#### Quoted passage ####
A retrospective celebrates the art and mysterious life of Teuane Tibbo, who started painting when she was 71. Arts editor LINDA HERRICK reports.
It's hard to pin down the truth about the life of "naive artist" Teuane Tibbo but there's no confusion in the stories told by her paintings. Auckland-based Tibbo - who could neither read nor write - drew on memories of her early life in Samoa and created a brightly coloured world where little figures engaged in innocent pursuits such as fishing, cricket, swimming, church and picnics.
Among her ardent fans were the likes of artists Tony Fomison, Denys Watkins and Michael Illingworth, and the legendary Japanese potter Shoji Hamada. She sold dozens of paintings between the mid-60s and -70s - yet Tibbo's life as an artist didn't start until she was 71.
Her former dealer, Barry Lett, himself the stuff of legend because of his gallery and its iconic rollcall (McCahon, Binney, Hotere, Mrkusich, Muru, Woollaston, and so on), recalls how he first met Tibbo.
"I rented a room above the Uptown Gallery in Queen St in 1964 and I'd just started at Elam. I suggested that I could organise a few student paintings in there, so Selwyn Muru had a show, Para Matchitt - some early Polynesian work.
"Then Pat Hanly told me about Teuane. Her daughter had had some pretensions to be a painter and when Teuane saw her work, she said, 'Give me some brushes - I can do better than that.'
"Away she went, without any training, this wonderful, intuitive, naive painter at the age of 71. We arranged an exhibition and she had her first show - it was quite an event."
Lett says because Tibbo lacked any training, "her critical faculty for her own work was not developed so she could turn out three or four wonderful paintings and then something awful. As her dealer, we used to sort them out and select the best ones. Her paintings were quite raw, with no obsessive realistic details. She used to bash the paint on, complete a work in a couple of sessions."
#### Information provided ####
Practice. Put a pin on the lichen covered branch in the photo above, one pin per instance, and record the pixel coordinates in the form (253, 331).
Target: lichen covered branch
####
What you need to do —
a: Decide whether each statement agrees with the article about Teuane Tibbo: (i) Tibbo could read and write; (ii) Barry Lett learned about Tibbo from Pat Hanly; (iii) Tibbo took many weeks to finish each painting. Answer yes or no for each and quote the deciding words.
b: Continue the article about Teuane Tibbo from its final sentence.
The data plays no part in this.

Answers to the problems —
a:
(i) No: "who could neither read nor write"
(ii) Yes: "Then Pat Hanly told me about Teuane."
(iii) No: "complete a work in a couple of sessions."

b:
Bronwyn Fletcher, curator of Lopdell House Gallery's Keep it in the Heart retrospective, says the show offers a cross-section of Tibbo's work from 1964 to 1974. She managed to track down and borrow 26 paintings but could hang only 18 because some were in poor condition, including one from the Fomison estate and another from the Illingworth family.
But many others could not be traced, including the three Tibbos taken to Japan by Hamada in 1966 (he died in 1978) and the five known as "the Mon Desir paintings".
"When the Mon Desir Hotel in Takapuna was being refurbished in the mid-60s, Mrs Kenneth Myers [Doug Myers' mother] was doing the interiors of the hotel," says Lett. "At the Uptown Gallery we used to have a back room where I could see into the gallery and Mrs Myers came in with her minder. I could hear her say, 'I'll have this one' and 'I'll have that one.' She bought five really superb examples of Teaune's work for the Pacifica Room at the hotel, which was later demolished."
Fletcher takes up the tale: "Barry says they were primo paintings but nobody knows where they are.
"The Mon Desir paintings are a mystery, and so are the works purchased by Hamada and some that went to Germany."
Even more of a mystery are some details about Tibbo's early life. Some reports say she was born in Apia in 1893, near the estate of Robert Louis Stevenson, allegedly the first palagi she ever saw and according to some gossip, her secret father, which Fletcher says is nonsense. She is also said to have attended Paul Gaugin's funeral in 1903 as a descendant of Samoa's last royal family. She married her first husband, William Betham, when she was 16 - "which ended in disaster", says Lett.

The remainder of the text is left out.